- _Work instruction_
Nothing but an exact reprint of the records is to be returned.

──────── Data ────────

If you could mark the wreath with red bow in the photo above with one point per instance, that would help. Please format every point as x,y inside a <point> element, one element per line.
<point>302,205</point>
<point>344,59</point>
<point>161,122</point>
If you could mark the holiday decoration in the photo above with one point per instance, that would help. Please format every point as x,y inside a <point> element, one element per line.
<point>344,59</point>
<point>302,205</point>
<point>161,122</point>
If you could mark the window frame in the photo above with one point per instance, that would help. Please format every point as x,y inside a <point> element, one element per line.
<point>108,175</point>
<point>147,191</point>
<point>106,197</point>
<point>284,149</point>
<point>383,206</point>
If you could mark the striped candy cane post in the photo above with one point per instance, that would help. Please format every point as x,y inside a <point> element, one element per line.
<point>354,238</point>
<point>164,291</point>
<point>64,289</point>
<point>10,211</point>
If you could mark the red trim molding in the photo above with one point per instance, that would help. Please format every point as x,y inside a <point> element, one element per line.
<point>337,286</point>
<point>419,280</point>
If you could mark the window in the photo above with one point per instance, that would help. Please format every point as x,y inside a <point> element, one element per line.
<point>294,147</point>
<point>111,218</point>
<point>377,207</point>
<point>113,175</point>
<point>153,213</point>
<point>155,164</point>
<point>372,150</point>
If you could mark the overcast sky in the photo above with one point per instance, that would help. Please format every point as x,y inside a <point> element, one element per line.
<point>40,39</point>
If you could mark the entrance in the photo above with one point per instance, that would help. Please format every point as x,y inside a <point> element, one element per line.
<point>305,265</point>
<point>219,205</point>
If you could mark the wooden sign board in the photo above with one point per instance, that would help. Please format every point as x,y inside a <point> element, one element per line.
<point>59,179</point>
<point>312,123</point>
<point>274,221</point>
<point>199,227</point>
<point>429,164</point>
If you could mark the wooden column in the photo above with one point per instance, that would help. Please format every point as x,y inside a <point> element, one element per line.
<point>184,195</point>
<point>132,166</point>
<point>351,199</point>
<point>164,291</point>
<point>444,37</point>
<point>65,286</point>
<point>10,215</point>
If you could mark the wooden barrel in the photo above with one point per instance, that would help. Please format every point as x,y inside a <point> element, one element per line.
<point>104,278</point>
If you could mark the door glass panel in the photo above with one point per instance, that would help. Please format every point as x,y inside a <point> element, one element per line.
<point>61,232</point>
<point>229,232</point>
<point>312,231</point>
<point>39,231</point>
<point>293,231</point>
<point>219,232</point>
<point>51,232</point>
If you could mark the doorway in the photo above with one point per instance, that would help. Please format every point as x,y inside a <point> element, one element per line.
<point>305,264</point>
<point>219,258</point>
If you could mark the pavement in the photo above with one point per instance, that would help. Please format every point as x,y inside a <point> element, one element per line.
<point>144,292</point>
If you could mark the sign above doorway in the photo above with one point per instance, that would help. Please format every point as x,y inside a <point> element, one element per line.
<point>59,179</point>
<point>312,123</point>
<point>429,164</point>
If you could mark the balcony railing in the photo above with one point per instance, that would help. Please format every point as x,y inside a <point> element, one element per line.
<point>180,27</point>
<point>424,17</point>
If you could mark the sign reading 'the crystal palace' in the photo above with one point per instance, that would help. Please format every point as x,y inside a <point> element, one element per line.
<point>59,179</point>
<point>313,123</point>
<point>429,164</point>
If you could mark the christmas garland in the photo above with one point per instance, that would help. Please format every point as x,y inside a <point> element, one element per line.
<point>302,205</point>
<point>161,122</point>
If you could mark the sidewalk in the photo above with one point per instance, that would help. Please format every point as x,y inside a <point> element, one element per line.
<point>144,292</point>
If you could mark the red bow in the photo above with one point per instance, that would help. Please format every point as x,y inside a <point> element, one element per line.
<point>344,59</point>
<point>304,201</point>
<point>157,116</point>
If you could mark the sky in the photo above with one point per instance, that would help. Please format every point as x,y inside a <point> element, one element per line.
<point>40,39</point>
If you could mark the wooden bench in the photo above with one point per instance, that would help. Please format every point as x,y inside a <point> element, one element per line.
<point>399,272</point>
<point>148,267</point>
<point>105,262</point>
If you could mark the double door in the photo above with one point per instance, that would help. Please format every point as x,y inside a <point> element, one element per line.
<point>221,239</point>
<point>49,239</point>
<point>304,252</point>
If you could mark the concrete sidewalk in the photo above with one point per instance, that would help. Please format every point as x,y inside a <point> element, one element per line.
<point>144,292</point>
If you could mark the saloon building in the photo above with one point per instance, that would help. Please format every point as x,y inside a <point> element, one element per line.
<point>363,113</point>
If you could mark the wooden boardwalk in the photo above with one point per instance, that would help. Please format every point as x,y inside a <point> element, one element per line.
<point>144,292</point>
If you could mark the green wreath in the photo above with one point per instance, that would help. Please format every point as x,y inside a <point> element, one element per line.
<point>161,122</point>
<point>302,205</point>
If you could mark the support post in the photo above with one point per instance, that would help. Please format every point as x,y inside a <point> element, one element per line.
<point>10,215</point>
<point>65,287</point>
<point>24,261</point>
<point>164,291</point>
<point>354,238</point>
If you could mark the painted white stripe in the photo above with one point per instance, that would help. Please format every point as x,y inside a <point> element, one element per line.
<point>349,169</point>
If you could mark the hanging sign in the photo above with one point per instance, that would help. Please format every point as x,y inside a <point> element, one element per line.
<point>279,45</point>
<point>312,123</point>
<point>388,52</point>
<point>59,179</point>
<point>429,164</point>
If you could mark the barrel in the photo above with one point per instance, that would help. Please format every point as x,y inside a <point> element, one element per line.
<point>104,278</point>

────────

- _Task solution_
If you could mark the wreath with red bow in the photo above with one point per instance, that would help. Please format every point as x,y inside a <point> element, one element per line.
<point>302,205</point>
<point>344,59</point>
<point>161,122</point>
If you could mark the holiday decoration in the photo above with one point per instance, that would help. Please format every point as x,y inside a <point> element, one element per line.
<point>344,59</point>
<point>302,205</point>
<point>161,122</point>
If you could mark the window frame in the photo above with one point per instance, that would help. Please format every point as x,y inside a <point> element, one element per line.
<point>108,175</point>
<point>147,191</point>
<point>106,197</point>
<point>284,149</point>
<point>383,206</point>
If you could mark the striped candy cane post in the photo above with one point per instance, that would help. Please format every point as x,y inside a <point> element, one element per line.
<point>354,238</point>
<point>164,291</point>
<point>64,289</point>
<point>10,211</point>
If you could mark the red trim molding in the photo above with one point per instance, that would help. Please format every point as x,y inside a <point> element, one element per line.
<point>337,286</point>
<point>419,280</point>
If you could mark the window in the photo above with one point per instance, that would help. Please format every point as x,y inside a <point> element, one element per line.
<point>294,147</point>
<point>111,218</point>
<point>377,207</point>
<point>113,175</point>
<point>153,213</point>
<point>155,164</point>
<point>372,150</point>
If you could mark the overcast sky in the photo above with one point per instance, that would help. Please format every point as x,y inside a <point> element, one element per line.
<point>40,39</point>
If you could mark the entrance in the photo above with one point per instance, that would help. Please format every point as x,y inside a <point> element, one element per line.
<point>305,265</point>
<point>219,205</point>
If you could mark the wooden sign board in the photo above with one point per instance, that would help. Please format every point as x,y inside a <point> element, one element per line.
<point>59,179</point>
<point>312,123</point>
<point>274,221</point>
<point>199,227</point>
<point>429,164</point>
If you could mark the wooden column in the photo above with one point per instance, that would help. Please format every point as x,y inside a <point> element, one element per line.
<point>184,195</point>
<point>132,166</point>
<point>351,199</point>
<point>164,291</point>
<point>444,37</point>
<point>65,286</point>
<point>10,215</point>
If you could mark the wooden barrel in the photo above with one point per instance, that would help. Please format every point as x,y inside a <point> element, one element per line.
<point>104,278</point>
If you could mark the door glass panel in the photo above with one point per instance, that would help. Please format every point as x,y inside a <point> element, one element per line.
<point>61,232</point>
<point>229,232</point>
<point>312,231</point>
<point>39,231</point>
<point>293,231</point>
<point>219,232</point>
<point>51,232</point>
If you could mark the doorway in the photo above with one point per instance, that would help. Please format every point as x,y inside a <point> element, one element per line.
<point>305,264</point>
<point>219,258</point>
If you could mark the pavement in the photo above with one point per instance, that would help. Please format every point as x,y inside a <point> element, one element per line.
<point>144,292</point>
If you could mark the sign above doorway in the photo above with one point per instance, that would help. Please format every point as x,y inside a <point> element, one element per line.
<point>59,179</point>
<point>312,123</point>
<point>429,164</point>
If you could mark the balcony railing in the photo above with one point per instance, that would help. Please format every point as x,y inside a <point> element, one element per line.
<point>180,27</point>
<point>424,17</point>
If you could mark the sign reading 'the crystal palace' in the photo above with one point per instance, that would help. Please format every point as x,y inside a <point> element, one element per line.
<point>59,179</point>
<point>313,123</point>
<point>429,164</point>
If you could mark the christmas garland in the photo above with one point per instance, that would help. Please format every point as x,y inside a <point> element, one element per line.
<point>302,205</point>
<point>161,122</point>
If you could mark the sidewalk in the photo above with one point per instance, that would help. Please format every point as x,y inside a <point> element, one element per line.
<point>144,292</point>
If you could mark the red bow in the photo above with one point per instance, that would help. Please format every point as x,y inside a <point> element, one element per line.
<point>344,59</point>
<point>304,201</point>
<point>157,116</point>
If you could mark the sky in the photo above with one point per instance, that would help. Please format every point as x,y inside a <point> element, one element per line.
<point>40,39</point>
If you could mark the wooden bench in the photo above with one point per instance, that would help. Please format every point as x,y inside a <point> element, one element per line.
<point>399,272</point>
<point>148,267</point>
<point>105,262</point>
If you could mark the double door in the photo above with one point per instance, that would help. Please format every point as x,y inside a <point> element, one element per line.
<point>221,239</point>
<point>49,239</point>
<point>304,252</point>
If you could mark the concrete sidewalk in the photo above with one point per instance, that would help. Please format every point as x,y inside a <point> element, one element per line.
<point>144,292</point>
If you could mark the saloon building in the photo above with one point per instance, that would help. Please format every point as x,y inside a <point> element, one element per line.
<point>363,113</point>
If you could mark the wooden boardwalk in the photo above with one point per instance, that would help. Please format every point as x,y inside a <point> element, one element per line.
<point>144,292</point>
If you could mark the green wreath in the photo above with one point per instance, that would help. Please format every point as x,y inside a <point> element, one element per line.
<point>161,122</point>
<point>302,205</point>
If you could mark the support post in the photo above with one point per instance, that would help. Please format every point as x,y inside a <point> element, one element per line.
<point>10,215</point>
<point>65,287</point>
<point>24,261</point>
<point>164,291</point>
<point>354,238</point>
If you could mark the painted white stripe in the photo above with one point per instance, that would help. Please format every point as x,y inside a <point> element, one element per line.
<point>349,169</point>
If you could mark the hanging sign in the photo above with one point per instance, that would help. Please format every point as x,y inside a <point> element, one element per line.
<point>279,45</point>
<point>312,123</point>
<point>388,52</point>
<point>59,179</point>
<point>429,164</point>
If you could mark the barrel in the photo above with one point per instance, that would help. Please format every point as x,y inside a <point> element, one element per line.
<point>104,278</point>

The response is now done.